--- Excerpt ---

One of our great foodie friends, who wishes to remain anonymous, but whose initials are Amy Blair, said to us recently: “ELV….”
ELV said: “What?”
Amy said: “ELV, it seems to me that you really love Asian food for your everyday eating out.”
ELV said: “Why yes we do, Almost Anonymous Amy, because it’s the best, tastiest, most flavorful food you can eat for a small amount of money. The bang for the buck is tremendous…and you’re eating waaaay healthier than you will in any American or European-style restaurant. Take for example, the newly opened Da Sheng restaurant….”
“Tell me more,” said Amy Blair.
And so we will.
Da Sheng is located in the original shopping mall (opened in 1992) in the original Chinatown Plaza. You can’t see it from the street and you have to walk around the back of the first floor to find it. Like most Chinatown restaurants, you will have difficulty finding anything on the menu costing more than fifteen bucks, with most items under ten.
Wine distributor/gourmand/lover of all things Asian Joe Muscaglione called us last week to tell us Da Sheng was opening that day, so we hightailed it to lunch and let the staff guide us to some Fujian specialties like the oyster omelet and fish ball soup. As good as they were, it was the splayed and frayed Peking pork chop that blew us away — coming as it does coated in a deeply sour sauce. “It gets right to the edge (of excessive sourness), but doesn’t go over it,” he said.

---

Written task » Reproduce the Da Sheng restaurant review word for word, from its opening line through its final sentence.

--- Provided data ---

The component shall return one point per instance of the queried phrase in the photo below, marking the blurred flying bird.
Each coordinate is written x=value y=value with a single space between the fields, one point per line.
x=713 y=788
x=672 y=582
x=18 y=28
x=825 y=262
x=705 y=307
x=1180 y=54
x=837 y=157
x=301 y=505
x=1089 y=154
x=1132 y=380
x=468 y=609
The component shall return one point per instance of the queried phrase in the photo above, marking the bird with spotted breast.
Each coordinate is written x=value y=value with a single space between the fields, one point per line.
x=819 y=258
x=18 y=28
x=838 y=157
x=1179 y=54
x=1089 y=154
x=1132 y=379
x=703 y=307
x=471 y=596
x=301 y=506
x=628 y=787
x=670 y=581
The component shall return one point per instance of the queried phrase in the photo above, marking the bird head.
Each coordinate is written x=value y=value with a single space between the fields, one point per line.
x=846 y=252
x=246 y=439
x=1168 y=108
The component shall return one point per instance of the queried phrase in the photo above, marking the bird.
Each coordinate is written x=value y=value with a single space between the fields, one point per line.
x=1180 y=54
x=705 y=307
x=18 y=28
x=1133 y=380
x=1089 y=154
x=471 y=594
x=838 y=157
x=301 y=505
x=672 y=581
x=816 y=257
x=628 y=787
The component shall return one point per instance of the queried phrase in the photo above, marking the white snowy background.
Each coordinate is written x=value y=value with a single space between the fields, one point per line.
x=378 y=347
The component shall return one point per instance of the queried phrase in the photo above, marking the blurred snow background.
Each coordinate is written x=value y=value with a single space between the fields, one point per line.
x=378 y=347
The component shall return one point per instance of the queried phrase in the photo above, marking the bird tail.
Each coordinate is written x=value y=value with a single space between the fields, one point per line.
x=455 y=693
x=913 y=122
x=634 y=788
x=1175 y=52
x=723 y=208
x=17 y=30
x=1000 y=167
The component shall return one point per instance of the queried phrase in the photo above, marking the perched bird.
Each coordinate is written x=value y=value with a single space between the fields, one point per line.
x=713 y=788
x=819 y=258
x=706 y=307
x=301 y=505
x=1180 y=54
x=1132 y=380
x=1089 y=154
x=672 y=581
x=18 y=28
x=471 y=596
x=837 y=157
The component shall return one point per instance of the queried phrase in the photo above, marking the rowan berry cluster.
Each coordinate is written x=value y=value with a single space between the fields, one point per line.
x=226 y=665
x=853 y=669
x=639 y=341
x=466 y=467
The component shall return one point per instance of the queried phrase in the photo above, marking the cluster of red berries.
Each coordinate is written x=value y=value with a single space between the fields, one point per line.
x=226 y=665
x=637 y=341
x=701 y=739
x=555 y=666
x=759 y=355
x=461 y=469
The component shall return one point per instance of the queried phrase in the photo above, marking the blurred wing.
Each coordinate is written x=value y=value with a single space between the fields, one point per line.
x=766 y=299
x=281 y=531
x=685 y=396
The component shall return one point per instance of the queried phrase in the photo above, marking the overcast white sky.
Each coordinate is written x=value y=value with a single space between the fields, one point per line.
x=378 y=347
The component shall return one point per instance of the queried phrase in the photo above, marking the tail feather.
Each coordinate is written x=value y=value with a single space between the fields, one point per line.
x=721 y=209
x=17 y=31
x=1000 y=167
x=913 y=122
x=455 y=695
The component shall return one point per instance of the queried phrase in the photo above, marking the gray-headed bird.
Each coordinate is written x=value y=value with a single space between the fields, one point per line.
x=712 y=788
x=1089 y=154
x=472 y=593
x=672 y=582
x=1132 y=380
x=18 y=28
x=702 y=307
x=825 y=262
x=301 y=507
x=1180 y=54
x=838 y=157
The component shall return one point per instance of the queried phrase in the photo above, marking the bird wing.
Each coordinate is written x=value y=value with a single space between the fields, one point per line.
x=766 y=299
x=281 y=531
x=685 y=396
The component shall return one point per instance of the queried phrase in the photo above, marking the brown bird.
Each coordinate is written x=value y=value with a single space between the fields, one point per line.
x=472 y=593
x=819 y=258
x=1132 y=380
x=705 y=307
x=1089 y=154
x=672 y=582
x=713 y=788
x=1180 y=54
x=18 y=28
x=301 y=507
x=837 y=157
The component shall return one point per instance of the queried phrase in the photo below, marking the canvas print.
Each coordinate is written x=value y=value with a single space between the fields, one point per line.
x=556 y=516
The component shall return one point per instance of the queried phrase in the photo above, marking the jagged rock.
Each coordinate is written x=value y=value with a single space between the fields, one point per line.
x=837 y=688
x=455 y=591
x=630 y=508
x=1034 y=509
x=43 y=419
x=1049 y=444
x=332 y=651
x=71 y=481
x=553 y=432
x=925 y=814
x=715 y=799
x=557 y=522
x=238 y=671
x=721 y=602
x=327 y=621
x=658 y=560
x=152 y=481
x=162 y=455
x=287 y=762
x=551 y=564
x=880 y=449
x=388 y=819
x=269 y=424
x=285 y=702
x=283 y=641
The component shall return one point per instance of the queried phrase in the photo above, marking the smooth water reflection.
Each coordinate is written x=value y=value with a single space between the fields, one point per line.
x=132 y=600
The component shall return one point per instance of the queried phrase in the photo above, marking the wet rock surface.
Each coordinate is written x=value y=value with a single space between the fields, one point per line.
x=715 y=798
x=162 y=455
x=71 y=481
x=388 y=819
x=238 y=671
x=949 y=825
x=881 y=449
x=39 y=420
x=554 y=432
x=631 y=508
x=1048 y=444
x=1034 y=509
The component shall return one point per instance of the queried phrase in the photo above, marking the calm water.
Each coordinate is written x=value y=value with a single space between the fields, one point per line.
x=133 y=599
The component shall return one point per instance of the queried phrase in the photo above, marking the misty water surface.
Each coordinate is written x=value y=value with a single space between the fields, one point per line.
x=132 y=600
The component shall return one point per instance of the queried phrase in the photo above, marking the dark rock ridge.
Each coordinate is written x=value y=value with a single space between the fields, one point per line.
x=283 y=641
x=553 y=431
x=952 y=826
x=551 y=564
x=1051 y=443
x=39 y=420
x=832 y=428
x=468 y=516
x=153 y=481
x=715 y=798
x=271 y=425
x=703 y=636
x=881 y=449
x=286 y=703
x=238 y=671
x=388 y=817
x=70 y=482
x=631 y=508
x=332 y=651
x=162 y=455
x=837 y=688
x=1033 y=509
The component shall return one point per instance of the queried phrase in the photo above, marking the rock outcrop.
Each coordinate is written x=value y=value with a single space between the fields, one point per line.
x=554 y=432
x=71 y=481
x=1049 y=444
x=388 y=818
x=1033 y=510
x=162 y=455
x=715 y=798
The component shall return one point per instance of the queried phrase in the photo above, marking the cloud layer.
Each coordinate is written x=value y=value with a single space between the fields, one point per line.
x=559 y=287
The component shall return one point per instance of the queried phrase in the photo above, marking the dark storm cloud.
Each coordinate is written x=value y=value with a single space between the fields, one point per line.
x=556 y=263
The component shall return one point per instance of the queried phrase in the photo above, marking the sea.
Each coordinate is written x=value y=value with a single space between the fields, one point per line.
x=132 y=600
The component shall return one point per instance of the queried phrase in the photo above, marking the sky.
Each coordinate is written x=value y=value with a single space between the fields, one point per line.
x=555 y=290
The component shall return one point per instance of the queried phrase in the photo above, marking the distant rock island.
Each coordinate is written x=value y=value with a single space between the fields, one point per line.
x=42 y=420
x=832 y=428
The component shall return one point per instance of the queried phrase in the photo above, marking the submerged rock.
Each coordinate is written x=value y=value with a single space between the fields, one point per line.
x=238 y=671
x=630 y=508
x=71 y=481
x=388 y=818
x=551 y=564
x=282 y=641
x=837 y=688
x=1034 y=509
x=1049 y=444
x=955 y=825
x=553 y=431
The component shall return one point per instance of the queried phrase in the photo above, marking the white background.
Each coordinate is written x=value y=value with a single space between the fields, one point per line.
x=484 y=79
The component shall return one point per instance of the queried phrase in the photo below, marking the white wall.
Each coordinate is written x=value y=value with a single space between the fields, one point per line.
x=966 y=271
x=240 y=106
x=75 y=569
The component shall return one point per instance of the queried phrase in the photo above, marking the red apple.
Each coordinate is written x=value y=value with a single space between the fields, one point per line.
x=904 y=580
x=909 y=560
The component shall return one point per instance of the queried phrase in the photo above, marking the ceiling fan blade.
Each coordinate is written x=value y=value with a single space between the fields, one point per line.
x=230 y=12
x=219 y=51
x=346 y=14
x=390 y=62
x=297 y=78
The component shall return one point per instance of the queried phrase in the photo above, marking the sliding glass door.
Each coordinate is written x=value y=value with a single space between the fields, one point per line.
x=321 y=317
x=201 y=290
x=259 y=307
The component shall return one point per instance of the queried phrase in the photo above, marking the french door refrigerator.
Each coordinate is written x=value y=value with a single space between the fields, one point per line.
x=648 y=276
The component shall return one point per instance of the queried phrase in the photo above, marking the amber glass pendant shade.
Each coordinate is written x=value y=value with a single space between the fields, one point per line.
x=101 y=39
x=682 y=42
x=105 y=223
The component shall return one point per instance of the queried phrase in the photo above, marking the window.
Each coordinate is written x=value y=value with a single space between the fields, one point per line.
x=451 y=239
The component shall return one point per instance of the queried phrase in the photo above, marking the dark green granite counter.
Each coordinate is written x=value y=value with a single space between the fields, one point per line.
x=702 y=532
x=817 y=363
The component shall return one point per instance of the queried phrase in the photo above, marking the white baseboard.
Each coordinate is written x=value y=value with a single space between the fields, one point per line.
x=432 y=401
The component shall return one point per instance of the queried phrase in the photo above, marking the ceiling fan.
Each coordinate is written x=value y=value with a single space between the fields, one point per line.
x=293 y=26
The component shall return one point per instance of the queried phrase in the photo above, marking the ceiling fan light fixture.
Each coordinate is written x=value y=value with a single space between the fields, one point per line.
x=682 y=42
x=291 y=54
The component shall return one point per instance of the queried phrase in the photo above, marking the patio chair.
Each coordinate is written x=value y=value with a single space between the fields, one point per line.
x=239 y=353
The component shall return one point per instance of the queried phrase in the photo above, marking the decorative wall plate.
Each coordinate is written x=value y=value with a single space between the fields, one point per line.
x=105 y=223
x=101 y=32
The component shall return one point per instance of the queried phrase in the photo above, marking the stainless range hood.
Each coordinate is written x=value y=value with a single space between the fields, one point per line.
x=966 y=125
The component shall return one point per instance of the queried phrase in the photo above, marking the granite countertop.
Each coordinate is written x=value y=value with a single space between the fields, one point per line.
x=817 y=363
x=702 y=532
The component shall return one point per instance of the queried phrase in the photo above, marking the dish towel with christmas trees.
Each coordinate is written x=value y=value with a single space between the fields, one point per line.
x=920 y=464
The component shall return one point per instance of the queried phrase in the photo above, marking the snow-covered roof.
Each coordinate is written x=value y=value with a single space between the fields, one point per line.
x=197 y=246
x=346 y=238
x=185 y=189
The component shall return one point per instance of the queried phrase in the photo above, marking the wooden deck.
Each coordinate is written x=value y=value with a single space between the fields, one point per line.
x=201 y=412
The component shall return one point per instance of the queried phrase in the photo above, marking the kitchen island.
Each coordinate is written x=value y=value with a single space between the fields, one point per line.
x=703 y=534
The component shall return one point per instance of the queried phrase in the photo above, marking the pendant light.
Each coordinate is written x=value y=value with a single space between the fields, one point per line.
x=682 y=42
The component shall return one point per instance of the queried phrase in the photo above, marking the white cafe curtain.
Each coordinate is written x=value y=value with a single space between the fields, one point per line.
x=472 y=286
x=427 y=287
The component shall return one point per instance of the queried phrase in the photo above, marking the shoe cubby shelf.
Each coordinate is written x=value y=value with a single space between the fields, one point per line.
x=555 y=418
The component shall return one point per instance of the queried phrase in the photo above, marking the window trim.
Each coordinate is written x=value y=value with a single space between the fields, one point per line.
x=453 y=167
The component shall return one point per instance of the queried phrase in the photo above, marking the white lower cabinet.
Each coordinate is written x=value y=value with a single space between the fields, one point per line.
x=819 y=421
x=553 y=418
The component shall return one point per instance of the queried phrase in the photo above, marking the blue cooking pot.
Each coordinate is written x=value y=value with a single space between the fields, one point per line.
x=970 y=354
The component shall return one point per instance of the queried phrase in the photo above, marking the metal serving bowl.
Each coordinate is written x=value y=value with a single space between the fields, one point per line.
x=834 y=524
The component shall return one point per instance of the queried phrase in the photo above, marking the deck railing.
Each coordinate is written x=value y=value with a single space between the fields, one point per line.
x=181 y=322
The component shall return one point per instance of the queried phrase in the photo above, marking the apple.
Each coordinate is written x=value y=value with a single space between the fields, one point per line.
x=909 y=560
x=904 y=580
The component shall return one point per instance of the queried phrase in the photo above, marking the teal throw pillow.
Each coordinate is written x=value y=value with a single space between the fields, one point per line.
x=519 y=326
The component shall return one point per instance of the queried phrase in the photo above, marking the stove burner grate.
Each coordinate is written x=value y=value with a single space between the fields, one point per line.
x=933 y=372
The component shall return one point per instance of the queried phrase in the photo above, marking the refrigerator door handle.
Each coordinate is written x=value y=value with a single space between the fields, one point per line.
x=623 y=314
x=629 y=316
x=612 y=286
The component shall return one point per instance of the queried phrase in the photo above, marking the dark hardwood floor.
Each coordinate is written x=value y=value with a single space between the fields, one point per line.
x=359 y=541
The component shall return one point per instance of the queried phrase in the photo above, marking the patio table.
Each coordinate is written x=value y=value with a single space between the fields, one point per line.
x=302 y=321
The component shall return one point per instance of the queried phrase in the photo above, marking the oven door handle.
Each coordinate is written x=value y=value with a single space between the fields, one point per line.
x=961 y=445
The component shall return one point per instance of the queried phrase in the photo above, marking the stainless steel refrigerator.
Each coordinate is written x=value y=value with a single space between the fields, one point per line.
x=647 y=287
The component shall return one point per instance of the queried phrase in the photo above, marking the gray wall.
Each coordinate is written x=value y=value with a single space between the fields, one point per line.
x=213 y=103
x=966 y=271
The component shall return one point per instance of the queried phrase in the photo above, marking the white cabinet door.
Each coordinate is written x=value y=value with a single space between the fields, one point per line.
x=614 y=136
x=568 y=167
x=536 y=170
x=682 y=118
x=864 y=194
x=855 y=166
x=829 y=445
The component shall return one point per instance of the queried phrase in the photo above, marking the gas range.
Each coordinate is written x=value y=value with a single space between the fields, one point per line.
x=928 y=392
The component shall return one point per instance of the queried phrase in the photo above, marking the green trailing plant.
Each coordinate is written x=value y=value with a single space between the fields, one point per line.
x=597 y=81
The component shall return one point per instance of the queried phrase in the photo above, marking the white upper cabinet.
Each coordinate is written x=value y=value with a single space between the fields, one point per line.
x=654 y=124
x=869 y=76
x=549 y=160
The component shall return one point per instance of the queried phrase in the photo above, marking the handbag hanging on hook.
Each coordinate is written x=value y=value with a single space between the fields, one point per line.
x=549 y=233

---

Solution to the problem »
One of our great foodie friends, who wishes to remain anonymous, but whose initials are Amy Blair, said to us recently: “ELV….”
ELV said: “What?”
Amy said: “ELV, it seems to me that you really love Asian food for your everyday eating out.”
ELV said: “Why yes we do, Almost Anonymous Amy, because it’s the best, tastiest, most flavorful food you can eat for a small amount of money. The bang for the buck is tremendous…and you’re eating waaaay healthier than you will in any American or European-style restaurant. Take for example, the newly opened Da Sheng restaurant….”
“Tell me more,” said Amy Blair.
And so we will.
Da Sheng is located in the original shopping mall (opened in 1992) in the original Chinatown Plaza. You can’t see it from the street and you have to walk around the back of the first floor to find it. Like most Chinatown restaurants, you will have difficulty finding anything on the menu costing more than fifteen bucks, with most items under ten.
Wine distributor/gourmand/lover of all things Asian Joe Muscaglione called us last week to tell us Da Sheng was opening that day, so we hightailed it to lunch and let the staff guide us to some Fujian specialties like the oyster omelet and fish ball soup. As good as they were, it was the splayed and frayed Peking pork chop that blew us away — coming as it does coated in a deeply sour sauce. “It gets right to the edge (of excessive sourness), but doesn’t go over it,” he said.